Dataset entries:
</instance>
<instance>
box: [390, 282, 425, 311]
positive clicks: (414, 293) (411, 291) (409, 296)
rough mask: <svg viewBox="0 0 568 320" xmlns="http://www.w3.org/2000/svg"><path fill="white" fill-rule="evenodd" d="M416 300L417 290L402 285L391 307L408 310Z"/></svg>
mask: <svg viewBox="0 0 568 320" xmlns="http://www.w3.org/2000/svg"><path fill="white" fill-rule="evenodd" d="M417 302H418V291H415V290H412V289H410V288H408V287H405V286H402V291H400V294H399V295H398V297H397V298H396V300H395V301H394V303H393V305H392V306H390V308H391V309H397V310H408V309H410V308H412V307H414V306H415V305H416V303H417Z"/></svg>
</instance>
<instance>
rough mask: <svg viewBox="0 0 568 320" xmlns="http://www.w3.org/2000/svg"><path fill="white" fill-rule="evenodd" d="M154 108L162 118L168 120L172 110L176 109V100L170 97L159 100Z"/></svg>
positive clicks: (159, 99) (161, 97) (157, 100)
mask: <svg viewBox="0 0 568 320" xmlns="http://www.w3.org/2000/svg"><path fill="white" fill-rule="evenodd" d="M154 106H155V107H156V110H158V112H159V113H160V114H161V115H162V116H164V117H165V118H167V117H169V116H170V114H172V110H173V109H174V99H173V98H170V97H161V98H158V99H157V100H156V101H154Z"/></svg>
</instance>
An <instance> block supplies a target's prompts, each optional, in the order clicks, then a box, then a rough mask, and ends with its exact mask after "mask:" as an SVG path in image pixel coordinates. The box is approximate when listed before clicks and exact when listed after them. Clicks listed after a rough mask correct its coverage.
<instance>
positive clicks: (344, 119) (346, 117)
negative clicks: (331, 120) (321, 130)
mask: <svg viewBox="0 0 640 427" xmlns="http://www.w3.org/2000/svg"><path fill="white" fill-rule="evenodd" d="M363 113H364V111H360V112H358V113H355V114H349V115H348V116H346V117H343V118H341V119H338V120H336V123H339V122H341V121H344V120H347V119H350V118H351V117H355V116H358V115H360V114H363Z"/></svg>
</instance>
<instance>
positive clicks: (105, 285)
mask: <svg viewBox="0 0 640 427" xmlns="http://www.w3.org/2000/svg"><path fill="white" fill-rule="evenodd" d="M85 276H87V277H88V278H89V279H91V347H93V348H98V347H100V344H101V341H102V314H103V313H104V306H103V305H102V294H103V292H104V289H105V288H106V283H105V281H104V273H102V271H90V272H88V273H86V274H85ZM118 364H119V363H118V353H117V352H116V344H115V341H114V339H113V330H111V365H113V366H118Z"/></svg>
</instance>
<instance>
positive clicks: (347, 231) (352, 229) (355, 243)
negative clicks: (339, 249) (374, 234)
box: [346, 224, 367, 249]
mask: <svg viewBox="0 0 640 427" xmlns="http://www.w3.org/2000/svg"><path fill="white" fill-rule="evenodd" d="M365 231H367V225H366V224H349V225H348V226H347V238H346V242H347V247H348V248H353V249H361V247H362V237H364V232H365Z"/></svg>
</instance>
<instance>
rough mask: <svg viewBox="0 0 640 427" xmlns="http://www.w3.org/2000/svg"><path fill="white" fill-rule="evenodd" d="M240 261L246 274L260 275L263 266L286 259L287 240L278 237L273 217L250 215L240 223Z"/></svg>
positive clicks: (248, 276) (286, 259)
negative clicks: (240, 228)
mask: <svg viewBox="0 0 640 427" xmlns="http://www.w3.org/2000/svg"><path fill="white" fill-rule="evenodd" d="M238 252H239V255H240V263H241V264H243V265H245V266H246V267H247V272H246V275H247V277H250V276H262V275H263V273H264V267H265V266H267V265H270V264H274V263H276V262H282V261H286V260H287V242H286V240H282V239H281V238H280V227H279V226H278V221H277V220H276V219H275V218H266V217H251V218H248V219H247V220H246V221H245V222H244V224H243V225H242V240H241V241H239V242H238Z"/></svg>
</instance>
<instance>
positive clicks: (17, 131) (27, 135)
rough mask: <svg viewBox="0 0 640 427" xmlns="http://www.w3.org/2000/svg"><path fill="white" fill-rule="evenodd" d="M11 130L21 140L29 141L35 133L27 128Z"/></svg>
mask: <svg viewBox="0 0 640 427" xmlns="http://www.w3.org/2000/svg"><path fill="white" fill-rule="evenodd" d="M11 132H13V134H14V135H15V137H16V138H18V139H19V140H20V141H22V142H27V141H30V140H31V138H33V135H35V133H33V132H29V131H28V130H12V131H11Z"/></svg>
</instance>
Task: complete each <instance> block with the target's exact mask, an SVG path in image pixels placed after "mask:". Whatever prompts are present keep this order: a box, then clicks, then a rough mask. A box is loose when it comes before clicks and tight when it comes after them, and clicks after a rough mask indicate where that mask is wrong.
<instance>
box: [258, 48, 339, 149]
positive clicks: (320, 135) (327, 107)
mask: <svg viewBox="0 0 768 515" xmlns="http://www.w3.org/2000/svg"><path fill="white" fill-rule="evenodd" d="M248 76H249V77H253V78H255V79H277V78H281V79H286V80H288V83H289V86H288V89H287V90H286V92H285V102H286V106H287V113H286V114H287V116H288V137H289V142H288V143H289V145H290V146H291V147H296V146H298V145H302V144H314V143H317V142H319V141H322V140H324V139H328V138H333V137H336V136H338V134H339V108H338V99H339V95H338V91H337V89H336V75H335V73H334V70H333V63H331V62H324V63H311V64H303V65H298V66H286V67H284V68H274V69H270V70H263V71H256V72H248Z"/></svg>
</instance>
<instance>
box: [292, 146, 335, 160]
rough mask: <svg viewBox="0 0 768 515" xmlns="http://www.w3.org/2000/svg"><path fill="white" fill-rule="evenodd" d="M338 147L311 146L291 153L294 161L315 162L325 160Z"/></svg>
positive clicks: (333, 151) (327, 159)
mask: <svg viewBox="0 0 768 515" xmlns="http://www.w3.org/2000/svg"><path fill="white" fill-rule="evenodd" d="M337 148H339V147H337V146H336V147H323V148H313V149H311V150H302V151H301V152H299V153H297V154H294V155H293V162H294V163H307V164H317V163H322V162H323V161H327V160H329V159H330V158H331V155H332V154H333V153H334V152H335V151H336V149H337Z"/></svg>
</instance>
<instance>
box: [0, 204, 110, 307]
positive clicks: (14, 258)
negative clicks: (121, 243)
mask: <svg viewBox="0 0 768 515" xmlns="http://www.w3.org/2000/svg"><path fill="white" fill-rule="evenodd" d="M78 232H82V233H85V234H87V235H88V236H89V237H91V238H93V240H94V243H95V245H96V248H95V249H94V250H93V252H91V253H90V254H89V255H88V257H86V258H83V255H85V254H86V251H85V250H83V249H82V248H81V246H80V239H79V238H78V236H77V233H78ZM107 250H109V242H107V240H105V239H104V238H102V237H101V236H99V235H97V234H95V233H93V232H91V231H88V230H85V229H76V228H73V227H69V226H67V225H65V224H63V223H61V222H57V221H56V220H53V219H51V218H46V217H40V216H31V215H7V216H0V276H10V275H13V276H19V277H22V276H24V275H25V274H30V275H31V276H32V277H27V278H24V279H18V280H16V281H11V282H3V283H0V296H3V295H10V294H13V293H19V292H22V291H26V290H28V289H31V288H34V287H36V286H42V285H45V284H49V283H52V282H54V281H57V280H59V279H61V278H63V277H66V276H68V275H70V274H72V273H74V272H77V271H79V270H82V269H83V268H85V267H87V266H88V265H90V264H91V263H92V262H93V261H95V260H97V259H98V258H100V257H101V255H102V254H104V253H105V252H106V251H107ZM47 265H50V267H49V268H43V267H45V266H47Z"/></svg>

## PROBLEM TO WORK ON
Can you turn every line of the records above into a numbered list, leaving out any blank lines?

## WRITTEN RESPONSE
1. </instance>
2. <instance>
3. box: [390, 282, 425, 311]
4. positive clicks: (414, 293) (411, 291) (409, 296)
5. rough mask: <svg viewBox="0 0 568 320" xmlns="http://www.w3.org/2000/svg"><path fill="white" fill-rule="evenodd" d="M416 300L417 290L402 285L391 307L408 310Z"/></svg>
6. mask: <svg viewBox="0 0 568 320" xmlns="http://www.w3.org/2000/svg"><path fill="white" fill-rule="evenodd" d="M417 302H418V291H415V290H412V289H410V288H408V287H405V286H402V291H400V294H399V295H398V297H397V298H396V300H395V301H394V303H393V305H392V306H390V308H391V309H397V310H408V309H410V308H412V307H414V306H415V305H416V303H417Z"/></svg>
7. </instance>
8. <instance>
9. rough mask: <svg viewBox="0 0 568 320" xmlns="http://www.w3.org/2000/svg"><path fill="white" fill-rule="evenodd" d="M154 108L162 118L168 120L172 110L176 109V100L170 97L159 100Z"/></svg>
10. positive clicks: (159, 99) (161, 97) (157, 100)
11. mask: <svg viewBox="0 0 568 320" xmlns="http://www.w3.org/2000/svg"><path fill="white" fill-rule="evenodd" d="M154 106H155V107H156V110H158V112H159V113H160V114H161V115H162V116H164V117H165V118H167V117H169V116H170V114H172V110H173V109H174V99H173V98H170V97H161V98H158V99H157V100H156V101H154Z"/></svg>
12. </instance>
13. An <instance> block supplies a target's prompts, each optional, in the order clicks, then a box, then a rough mask, and ends with its exact mask after "mask:" as an SVG path in image pixel coordinates. The box is approximate when listed before clicks and exact when listed after them. Clicks listed after a rough mask correct its coverage.
14. <instance>
15. positive clicks: (344, 119) (346, 117)
16. negative clicks: (331, 120) (321, 130)
17. mask: <svg viewBox="0 0 640 427" xmlns="http://www.w3.org/2000/svg"><path fill="white" fill-rule="evenodd" d="M363 113H364V111H360V112H358V113H355V114H349V115H348V116H346V117H343V118H341V119H338V120H336V123H339V122H341V121H344V120H347V119H350V118H351V117H355V116H358V115H360V114H363Z"/></svg>
18. </instance>
19. <instance>
20. positive clicks: (105, 285)
21. mask: <svg viewBox="0 0 640 427" xmlns="http://www.w3.org/2000/svg"><path fill="white" fill-rule="evenodd" d="M85 276H87V277H88V278H89V279H91V347H93V348H98V347H100V344H101V341H102V314H103V313H104V306H103V305H102V294H103V292H104V289H105V288H106V283H105V281H104V273H102V271H90V272H88V273H86V274H85ZM118 364H119V363H118V353H117V352H116V344H115V341H114V339H113V330H111V365H113V366H118Z"/></svg>
22. </instance>
23. <instance>
24. positive clicks: (347, 231) (352, 229) (355, 243)
25. negative clicks: (339, 249) (374, 234)
26. box: [346, 224, 367, 249]
27. mask: <svg viewBox="0 0 640 427" xmlns="http://www.w3.org/2000/svg"><path fill="white" fill-rule="evenodd" d="M365 231H367V225H366V224H349V225H348V226H347V238H346V242H347V247H348V248H353V249H361V247H362V237H364V232H365Z"/></svg>
28. </instance>
29. <instance>
30. rough mask: <svg viewBox="0 0 640 427" xmlns="http://www.w3.org/2000/svg"><path fill="white" fill-rule="evenodd" d="M240 261L246 274L260 275L263 266L286 259L287 240L278 237L273 217L250 215L240 223Z"/></svg>
31. positive clicks: (248, 276) (286, 259)
32. negative clicks: (240, 228)
33. mask: <svg viewBox="0 0 640 427" xmlns="http://www.w3.org/2000/svg"><path fill="white" fill-rule="evenodd" d="M238 252H239V255H240V263H241V264H243V265H245V266H246V267H247V272H246V275H247V277H250V276H262V275H263V273H264V267H265V266H267V265H270V264H274V263H276V262H282V261H286V260H287V242H286V240H282V239H281V238H280V227H279V226H278V221H277V220H276V219H275V218H266V217H251V218H248V219H247V220H246V221H245V222H244V224H243V225H242V240H241V241H239V242H238Z"/></svg>
34. </instance>
35. <instance>
36. positive clicks: (17, 131) (27, 135)
37. rough mask: <svg viewBox="0 0 640 427" xmlns="http://www.w3.org/2000/svg"><path fill="white" fill-rule="evenodd" d="M11 130L21 140L29 141L35 133L27 128Z"/></svg>
38. mask: <svg viewBox="0 0 640 427" xmlns="http://www.w3.org/2000/svg"><path fill="white" fill-rule="evenodd" d="M11 132H13V134H14V135H15V137H16V138H18V139H19V140H20V141H22V142H27V141H30V140H31V138H33V135H35V133H33V132H29V131H28V130H12V131H11Z"/></svg>
39. </instance>
40. Task: complete each <instance> block with the target's exact mask, an SVG path in image pixels placed after "mask:". Whatever prompts are present keep this order: a box, then clicks, then a rough mask. A box is loose when it comes before clicks and tight when it comes after them, and clicks after a rough mask indicate where that mask is wrong.
41. <instance>
42. box: [258, 48, 339, 149]
43. positive clicks: (320, 135) (327, 107)
44. mask: <svg viewBox="0 0 768 515" xmlns="http://www.w3.org/2000/svg"><path fill="white" fill-rule="evenodd" d="M248 76H249V77H253V78H255V79H277V78H281V79H286V80H288V83H289V86H288V89H287V90H286V92H285V102H286V106H287V113H286V114H287V116H288V137H289V142H288V143H289V145H290V146H291V147H296V146H298V145H302V144H314V143H317V142H319V141H322V140H324V139H328V138H333V137H336V136H338V134H339V108H338V99H339V95H338V91H337V89H336V75H335V73H334V70H333V63H331V62H324V63H311V64H303V65H298V66H286V67H284V68H274V69H270V70H263V71H256V72H248Z"/></svg>
45. </instance>
46. <instance>
47. box: [292, 146, 335, 160]
48. rough mask: <svg viewBox="0 0 768 515" xmlns="http://www.w3.org/2000/svg"><path fill="white" fill-rule="evenodd" d="M338 147L311 146L291 153L294 161L315 162L325 160Z"/></svg>
49. positive clicks: (333, 151) (327, 159)
50. mask: <svg viewBox="0 0 768 515" xmlns="http://www.w3.org/2000/svg"><path fill="white" fill-rule="evenodd" d="M337 148H339V147H337V146H336V147H323V148H313V149H311V150H302V151H301V152H299V153H297V154H294V155H293V162H294V163H307V164H317V163H322V162H323V161H327V160H329V159H330V158H331V155H332V154H333V153H334V152H335V151H336V149H337Z"/></svg>
51. </instance>
52. <instance>
53. box: [0, 204, 110, 307]
54. positive clicks: (14, 258)
55. negative clicks: (121, 243)
56. mask: <svg viewBox="0 0 768 515" xmlns="http://www.w3.org/2000/svg"><path fill="white" fill-rule="evenodd" d="M78 232H82V233H85V234H87V235H88V236H89V237H91V238H93V240H94V243H95V245H96V248H95V249H94V250H93V252H91V253H90V254H89V255H88V257H86V258H83V255H85V254H86V251H85V250H83V249H82V248H81V246H80V239H79V238H78V236H77V233H78ZM107 250H109V242H107V240H105V239H104V238H102V237H101V236H99V235H97V234H95V233H93V232H91V231H88V230H85V229H76V228H73V227H69V226H67V225H65V224H63V223H61V222H57V221H56V220H53V219H51V218H46V217H40V216H31V215H7V216H0V276H10V275H13V276H19V277H22V276H24V275H25V274H30V275H31V276H32V277H27V278H24V279H18V280H16V281H11V282H3V283H0V296H3V295H10V294H13V293H19V292H22V291H26V290H28V289H31V288H34V287H36V286H42V285H45V284H49V283H52V282H54V281H57V280H59V279H61V278H63V277H66V276H68V275H70V274H72V273H74V272H77V271H79V270H82V269H83V268H85V267H87V266H88V265H90V264H91V263H92V262H93V261H95V260H97V259H98V258H100V257H101V255H102V254H104V253H105V252H106V251H107ZM47 265H50V267H49V268H43V267H45V266H47Z"/></svg>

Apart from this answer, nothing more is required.